▸ **To be done**
Please resize the lines from the first one through the line containing "147 0 L 113", both included, and write them out again in full with their requests. Multiply every viewBox value and path coordinate in the answers by 1.4, rounding to whole numbers with halves going up, and give only those lines.
━━━━━━━━
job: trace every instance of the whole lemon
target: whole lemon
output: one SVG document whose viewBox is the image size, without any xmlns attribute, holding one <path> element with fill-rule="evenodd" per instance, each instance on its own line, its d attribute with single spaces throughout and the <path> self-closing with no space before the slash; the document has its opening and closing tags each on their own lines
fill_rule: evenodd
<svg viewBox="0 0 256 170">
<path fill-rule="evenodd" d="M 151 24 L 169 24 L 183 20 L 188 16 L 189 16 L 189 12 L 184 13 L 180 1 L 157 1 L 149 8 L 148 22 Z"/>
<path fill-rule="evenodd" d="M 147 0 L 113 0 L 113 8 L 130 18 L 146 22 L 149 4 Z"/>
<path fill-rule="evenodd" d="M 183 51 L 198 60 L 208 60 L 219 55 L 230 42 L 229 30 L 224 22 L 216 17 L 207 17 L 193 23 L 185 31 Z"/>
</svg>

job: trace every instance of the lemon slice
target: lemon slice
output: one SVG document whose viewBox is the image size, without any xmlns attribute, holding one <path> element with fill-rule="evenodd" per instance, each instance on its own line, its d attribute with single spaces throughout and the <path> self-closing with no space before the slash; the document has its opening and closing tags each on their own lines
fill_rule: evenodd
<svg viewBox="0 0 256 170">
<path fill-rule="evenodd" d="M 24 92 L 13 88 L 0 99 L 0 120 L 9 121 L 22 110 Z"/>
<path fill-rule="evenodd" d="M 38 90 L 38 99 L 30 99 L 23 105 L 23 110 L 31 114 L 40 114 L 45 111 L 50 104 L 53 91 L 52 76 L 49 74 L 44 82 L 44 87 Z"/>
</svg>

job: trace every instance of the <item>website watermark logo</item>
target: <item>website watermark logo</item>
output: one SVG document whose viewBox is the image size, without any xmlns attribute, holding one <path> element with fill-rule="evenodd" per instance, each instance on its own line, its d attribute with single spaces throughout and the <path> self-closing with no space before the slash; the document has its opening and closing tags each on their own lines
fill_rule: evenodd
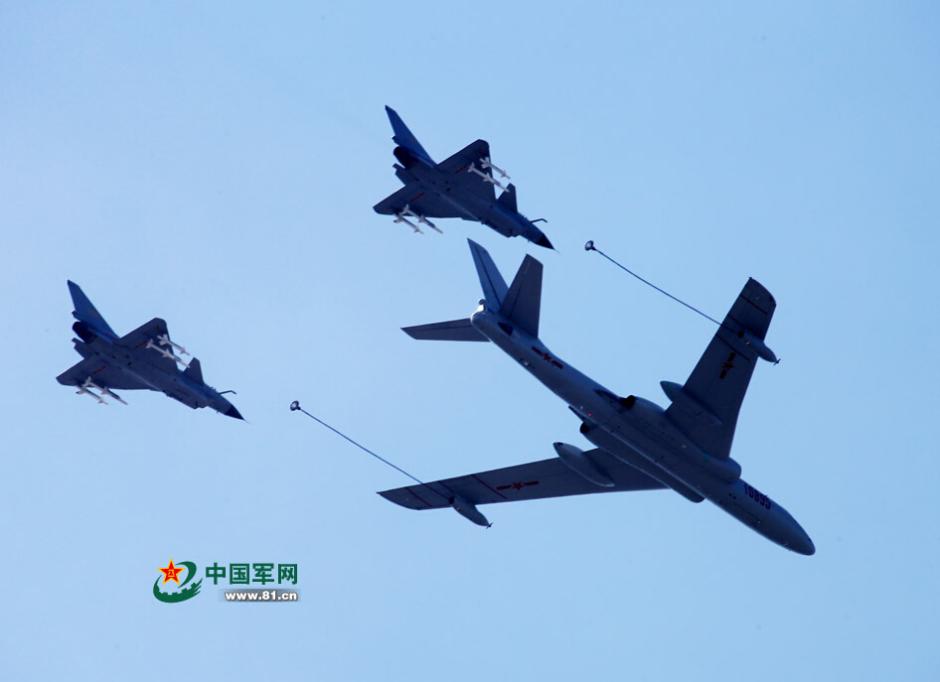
━━━━━━━━
▸ **Problem solution**
job: trace every instance of the whole lemon
target: whole lemon
output: one SVG document whose viewBox is the image size, without any xmlns attribute, holding one <path> element with fill-rule="evenodd" per instance, each instance on its own line, its d attribute with single spaces throughout and the <path> self-closing with no space before the slash; the document has its opening and closing tags each on their own lines
fill_rule: evenodd
<svg viewBox="0 0 358 238">
<path fill-rule="evenodd" d="M 211 34 L 237 34 L 256 28 L 263 22 L 265 22 L 265 17 L 258 18 L 252 1 L 220 1 L 209 11 L 207 31 Z"/>
<path fill-rule="evenodd" d="M 206 0 L 158 0 L 158 11 L 182 25 L 204 31 L 209 6 Z"/>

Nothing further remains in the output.